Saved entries
= = = = = = =

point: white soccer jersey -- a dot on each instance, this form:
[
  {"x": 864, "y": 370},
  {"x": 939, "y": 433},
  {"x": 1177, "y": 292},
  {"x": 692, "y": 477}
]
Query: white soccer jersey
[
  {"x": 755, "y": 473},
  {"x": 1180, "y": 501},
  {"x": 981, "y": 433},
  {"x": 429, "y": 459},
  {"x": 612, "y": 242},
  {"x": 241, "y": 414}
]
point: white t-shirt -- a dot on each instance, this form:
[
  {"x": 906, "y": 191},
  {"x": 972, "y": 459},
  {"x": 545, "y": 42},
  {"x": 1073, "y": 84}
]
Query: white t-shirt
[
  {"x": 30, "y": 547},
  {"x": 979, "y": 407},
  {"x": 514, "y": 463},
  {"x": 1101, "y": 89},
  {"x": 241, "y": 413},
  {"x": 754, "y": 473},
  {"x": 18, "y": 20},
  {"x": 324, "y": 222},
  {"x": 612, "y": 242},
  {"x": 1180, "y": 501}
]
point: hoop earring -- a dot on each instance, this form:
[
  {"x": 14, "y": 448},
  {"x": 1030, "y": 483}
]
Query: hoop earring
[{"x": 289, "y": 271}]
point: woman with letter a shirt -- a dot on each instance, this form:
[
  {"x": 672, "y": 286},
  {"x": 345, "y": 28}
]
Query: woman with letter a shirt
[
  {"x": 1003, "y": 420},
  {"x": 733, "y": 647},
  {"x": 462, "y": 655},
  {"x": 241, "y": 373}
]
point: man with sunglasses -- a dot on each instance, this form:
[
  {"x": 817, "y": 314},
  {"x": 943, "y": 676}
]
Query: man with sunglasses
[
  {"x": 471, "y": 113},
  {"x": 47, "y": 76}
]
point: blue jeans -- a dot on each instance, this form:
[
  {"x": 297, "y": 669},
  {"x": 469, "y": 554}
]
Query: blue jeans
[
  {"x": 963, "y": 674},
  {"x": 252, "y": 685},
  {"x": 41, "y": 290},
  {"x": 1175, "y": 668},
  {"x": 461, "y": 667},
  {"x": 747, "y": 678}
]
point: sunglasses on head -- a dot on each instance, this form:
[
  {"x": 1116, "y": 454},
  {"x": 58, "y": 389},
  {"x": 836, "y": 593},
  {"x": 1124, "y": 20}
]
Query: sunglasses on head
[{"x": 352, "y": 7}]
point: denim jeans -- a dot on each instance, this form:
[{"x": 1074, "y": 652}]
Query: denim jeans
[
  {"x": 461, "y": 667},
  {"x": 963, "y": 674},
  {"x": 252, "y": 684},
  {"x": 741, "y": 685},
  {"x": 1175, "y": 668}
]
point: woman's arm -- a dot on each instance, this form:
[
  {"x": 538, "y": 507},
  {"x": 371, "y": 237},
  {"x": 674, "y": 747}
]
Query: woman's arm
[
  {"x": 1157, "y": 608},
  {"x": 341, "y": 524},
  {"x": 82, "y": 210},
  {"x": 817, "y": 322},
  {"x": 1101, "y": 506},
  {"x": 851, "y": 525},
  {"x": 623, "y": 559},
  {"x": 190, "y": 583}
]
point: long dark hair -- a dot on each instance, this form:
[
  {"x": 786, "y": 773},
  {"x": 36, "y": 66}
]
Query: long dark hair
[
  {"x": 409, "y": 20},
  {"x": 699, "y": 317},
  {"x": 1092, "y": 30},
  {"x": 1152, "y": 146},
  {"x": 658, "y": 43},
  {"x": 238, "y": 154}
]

= = = = = = =

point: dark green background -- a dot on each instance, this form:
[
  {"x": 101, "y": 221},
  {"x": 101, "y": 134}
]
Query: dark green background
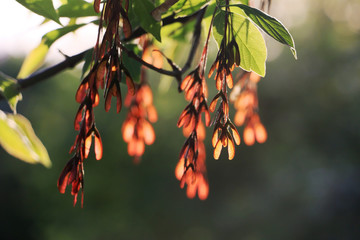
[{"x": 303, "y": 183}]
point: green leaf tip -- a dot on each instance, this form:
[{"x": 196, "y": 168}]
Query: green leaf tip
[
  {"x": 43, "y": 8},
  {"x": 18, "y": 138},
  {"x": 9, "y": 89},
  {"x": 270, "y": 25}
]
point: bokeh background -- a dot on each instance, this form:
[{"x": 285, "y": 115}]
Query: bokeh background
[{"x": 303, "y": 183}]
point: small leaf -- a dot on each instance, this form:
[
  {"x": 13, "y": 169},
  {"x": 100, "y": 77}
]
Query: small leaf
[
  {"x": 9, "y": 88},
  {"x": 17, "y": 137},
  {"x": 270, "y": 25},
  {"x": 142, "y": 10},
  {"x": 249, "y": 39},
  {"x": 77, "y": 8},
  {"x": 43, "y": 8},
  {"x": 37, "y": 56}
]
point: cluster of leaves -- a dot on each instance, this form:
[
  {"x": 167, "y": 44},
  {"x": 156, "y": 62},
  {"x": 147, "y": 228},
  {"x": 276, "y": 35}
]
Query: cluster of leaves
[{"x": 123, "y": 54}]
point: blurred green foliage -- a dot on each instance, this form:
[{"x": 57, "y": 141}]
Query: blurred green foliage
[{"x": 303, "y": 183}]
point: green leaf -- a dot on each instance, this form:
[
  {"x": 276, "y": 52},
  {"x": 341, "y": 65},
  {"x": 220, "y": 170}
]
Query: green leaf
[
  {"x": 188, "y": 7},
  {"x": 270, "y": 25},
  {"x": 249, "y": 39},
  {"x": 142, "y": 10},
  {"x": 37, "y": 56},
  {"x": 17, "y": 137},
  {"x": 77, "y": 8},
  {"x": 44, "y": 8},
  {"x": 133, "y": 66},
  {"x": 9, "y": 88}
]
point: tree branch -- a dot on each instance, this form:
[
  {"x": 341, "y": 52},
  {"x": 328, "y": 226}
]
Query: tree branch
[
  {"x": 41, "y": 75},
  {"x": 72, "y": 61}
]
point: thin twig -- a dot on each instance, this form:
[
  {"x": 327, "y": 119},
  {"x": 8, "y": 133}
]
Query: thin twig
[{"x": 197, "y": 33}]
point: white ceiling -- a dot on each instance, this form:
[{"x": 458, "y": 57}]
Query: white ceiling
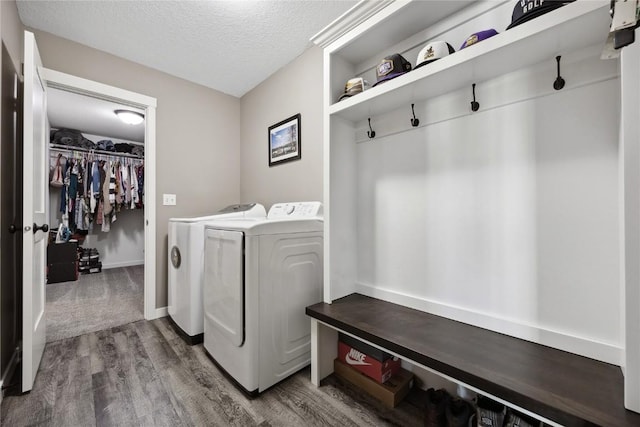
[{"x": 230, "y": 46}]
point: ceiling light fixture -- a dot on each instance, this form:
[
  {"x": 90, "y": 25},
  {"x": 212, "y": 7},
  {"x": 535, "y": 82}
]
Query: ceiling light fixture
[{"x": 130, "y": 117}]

= = = = = = =

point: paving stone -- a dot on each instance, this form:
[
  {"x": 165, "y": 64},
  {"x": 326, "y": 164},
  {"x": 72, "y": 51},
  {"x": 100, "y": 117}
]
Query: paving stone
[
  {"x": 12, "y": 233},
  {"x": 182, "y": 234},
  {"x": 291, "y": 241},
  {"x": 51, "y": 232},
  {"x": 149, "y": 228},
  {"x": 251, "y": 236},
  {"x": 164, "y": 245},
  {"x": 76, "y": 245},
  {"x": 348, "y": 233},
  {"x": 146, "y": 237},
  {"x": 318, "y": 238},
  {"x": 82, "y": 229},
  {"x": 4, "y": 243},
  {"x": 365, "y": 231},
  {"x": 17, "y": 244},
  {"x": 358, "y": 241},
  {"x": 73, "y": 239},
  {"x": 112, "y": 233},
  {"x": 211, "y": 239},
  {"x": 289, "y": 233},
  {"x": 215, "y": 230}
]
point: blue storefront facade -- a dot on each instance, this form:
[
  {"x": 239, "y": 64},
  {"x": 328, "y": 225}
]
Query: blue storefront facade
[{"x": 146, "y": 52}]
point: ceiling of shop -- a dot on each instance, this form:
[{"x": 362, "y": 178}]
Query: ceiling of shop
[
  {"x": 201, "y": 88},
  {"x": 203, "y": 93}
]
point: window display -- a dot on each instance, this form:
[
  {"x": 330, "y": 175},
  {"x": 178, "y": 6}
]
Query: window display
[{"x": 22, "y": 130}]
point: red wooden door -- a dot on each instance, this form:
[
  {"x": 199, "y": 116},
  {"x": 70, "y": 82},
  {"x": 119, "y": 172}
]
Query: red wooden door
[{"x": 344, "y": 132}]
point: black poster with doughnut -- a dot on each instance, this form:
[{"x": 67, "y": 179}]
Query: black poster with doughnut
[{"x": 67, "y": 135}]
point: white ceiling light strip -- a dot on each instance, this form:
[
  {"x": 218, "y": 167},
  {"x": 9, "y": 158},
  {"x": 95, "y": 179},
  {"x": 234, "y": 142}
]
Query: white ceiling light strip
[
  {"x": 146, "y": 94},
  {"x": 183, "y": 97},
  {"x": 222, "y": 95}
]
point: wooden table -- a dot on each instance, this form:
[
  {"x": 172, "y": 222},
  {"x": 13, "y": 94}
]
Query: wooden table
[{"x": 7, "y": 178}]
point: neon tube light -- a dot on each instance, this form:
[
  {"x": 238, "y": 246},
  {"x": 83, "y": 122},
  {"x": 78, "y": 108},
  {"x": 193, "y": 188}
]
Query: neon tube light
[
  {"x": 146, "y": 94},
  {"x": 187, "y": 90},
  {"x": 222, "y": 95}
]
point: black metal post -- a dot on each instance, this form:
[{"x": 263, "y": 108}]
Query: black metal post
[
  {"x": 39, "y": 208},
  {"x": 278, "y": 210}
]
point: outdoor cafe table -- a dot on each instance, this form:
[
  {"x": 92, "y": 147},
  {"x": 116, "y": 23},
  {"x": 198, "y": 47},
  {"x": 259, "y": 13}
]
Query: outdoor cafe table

= = = = = = =

▶ _HOW TO COMPLETE THIS TASK_
Gather up the lines containing the word "outdoor" from these records and copy them.

▶ _ANSWER SPACE_
point: outdoor cafe table -- a dot on each instance, this form:
Query: outdoor cafe table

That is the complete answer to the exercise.